What you should do. Each record is to be given again precisely as written.

[Stored items from a collection]
====

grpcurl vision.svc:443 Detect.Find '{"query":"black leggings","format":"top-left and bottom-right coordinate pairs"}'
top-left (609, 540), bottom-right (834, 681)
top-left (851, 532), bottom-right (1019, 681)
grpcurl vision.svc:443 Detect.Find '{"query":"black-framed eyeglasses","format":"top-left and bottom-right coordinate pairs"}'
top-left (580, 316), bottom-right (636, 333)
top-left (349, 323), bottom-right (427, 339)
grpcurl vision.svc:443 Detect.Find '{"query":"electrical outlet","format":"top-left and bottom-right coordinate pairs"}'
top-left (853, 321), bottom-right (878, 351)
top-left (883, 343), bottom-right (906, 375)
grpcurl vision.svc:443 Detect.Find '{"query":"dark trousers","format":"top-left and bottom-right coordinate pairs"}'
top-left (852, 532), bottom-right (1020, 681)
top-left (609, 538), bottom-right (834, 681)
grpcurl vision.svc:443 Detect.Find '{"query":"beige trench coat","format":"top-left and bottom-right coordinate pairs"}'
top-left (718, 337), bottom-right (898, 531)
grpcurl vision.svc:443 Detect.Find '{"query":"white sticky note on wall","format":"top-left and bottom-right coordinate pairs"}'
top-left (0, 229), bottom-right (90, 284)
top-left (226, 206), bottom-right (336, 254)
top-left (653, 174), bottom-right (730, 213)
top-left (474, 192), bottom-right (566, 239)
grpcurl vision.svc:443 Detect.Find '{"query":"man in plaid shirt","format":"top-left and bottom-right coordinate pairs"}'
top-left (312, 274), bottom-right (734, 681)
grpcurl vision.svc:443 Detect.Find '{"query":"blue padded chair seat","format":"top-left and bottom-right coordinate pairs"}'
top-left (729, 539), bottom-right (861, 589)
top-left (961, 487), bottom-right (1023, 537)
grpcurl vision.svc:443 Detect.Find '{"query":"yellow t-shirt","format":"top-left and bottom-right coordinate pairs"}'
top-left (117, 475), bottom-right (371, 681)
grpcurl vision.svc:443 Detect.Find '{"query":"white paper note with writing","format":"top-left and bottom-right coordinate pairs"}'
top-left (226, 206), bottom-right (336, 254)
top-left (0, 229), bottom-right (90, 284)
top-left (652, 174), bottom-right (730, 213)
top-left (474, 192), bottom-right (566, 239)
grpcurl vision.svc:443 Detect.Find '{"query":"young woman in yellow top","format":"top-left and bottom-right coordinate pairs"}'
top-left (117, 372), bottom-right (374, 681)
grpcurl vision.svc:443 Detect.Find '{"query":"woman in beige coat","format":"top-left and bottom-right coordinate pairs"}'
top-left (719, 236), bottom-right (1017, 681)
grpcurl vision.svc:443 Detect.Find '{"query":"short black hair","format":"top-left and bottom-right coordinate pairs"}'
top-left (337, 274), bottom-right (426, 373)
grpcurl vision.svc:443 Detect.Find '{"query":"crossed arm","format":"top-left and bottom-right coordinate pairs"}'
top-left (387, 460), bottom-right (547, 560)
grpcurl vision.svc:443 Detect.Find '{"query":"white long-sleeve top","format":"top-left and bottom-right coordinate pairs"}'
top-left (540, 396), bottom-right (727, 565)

====

Problem solution.
grpcurl vision.svc:443 Detect.Find '{"query":"black leggings","format":"top-left and bottom-right coordinate pairs"}'
top-left (609, 540), bottom-right (834, 681)
top-left (851, 532), bottom-right (1019, 681)
grpcurl vision.svc:443 Detect.Find '{"query":"black-framed eyeglasses","format":"top-left and bottom-right coordinate pairs"}'
top-left (580, 316), bottom-right (636, 333)
top-left (349, 323), bottom-right (427, 339)
grpcurl vision.svc:443 Detect.Find '{"query":"electrical outlet","format":"top-left and bottom-right coordinate pairs"}'
top-left (853, 321), bottom-right (878, 351)
top-left (883, 343), bottom-right (906, 375)
grpcurl vision.svc:443 Detect.Find '{"query":"dark trousers","format":"top-left and bottom-right coordinate pairs"}'
top-left (852, 532), bottom-right (1020, 681)
top-left (609, 538), bottom-right (834, 681)
grpcurl vision.svc:443 Detect.Find '{"query":"beige trench coat","format":"top-left and bottom-right coordinate pairs"}'
top-left (718, 337), bottom-right (898, 531)
grpcurl vision.svc:443 Detect.Find '{"query":"white sticky note on wall","format":"top-left and bottom-right coordinate pairs"}'
top-left (0, 229), bottom-right (90, 284)
top-left (226, 206), bottom-right (336, 254)
top-left (653, 174), bottom-right (730, 213)
top-left (474, 192), bottom-right (566, 239)
grpcurl vision.svc:443 Detect.Find '{"query":"man in plaid shirt","format":"top-left and bottom-right coordinate pairs"}'
top-left (312, 274), bottom-right (734, 681)
grpcurl vision.svc:443 Detect.Find '{"query":"blue padded chair seat","format":"top-left and bottom-right coordinate pairs"}'
top-left (729, 539), bottom-right (861, 589)
top-left (961, 487), bottom-right (1023, 537)
grpcurl vision.svc:443 Detect.Find '{"query":"yellow t-shirt","format":"top-left and bottom-right coordinate pairs"}'
top-left (117, 475), bottom-right (371, 681)
grpcurl vision.svc:443 Detect.Find '{"query":"white paper note with writing","format":"top-left and bottom-right coordinate pairs"}'
top-left (226, 206), bottom-right (336, 254)
top-left (0, 229), bottom-right (90, 284)
top-left (652, 174), bottom-right (730, 213)
top-left (474, 192), bottom-right (566, 239)
grpcurl vision.svc:443 Detect.Find '{"query":"young woman in yellow top","format":"top-left and bottom-right coordinate pairs"}'
top-left (117, 372), bottom-right (374, 681)
grpcurl vision.svc:443 Detect.Find '{"query":"woman in beige coat","format":"top-left and bottom-right coordinate pairs"}'
top-left (719, 236), bottom-right (1017, 681)
grpcurl vision.svc:443 Detect.Find '{"query":"short black hair","format":"top-left and bottom-right coordinate pairs"}'
top-left (337, 274), bottom-right (426, 373)
grpcurl vision.svc:443 Detect.Find '{"query":"crossed arm","format":"top-left and bottom-right coordinate pairs"}'
top-left (387, 460), bottom-right (547, 560)
grpcurl vision.svc:443 Detect.Find '{"query":"white long-sleeve top","format":"top-left and bottom-right coordinate pairs"}'
top-left (540, 396), bottom-right (727, 565)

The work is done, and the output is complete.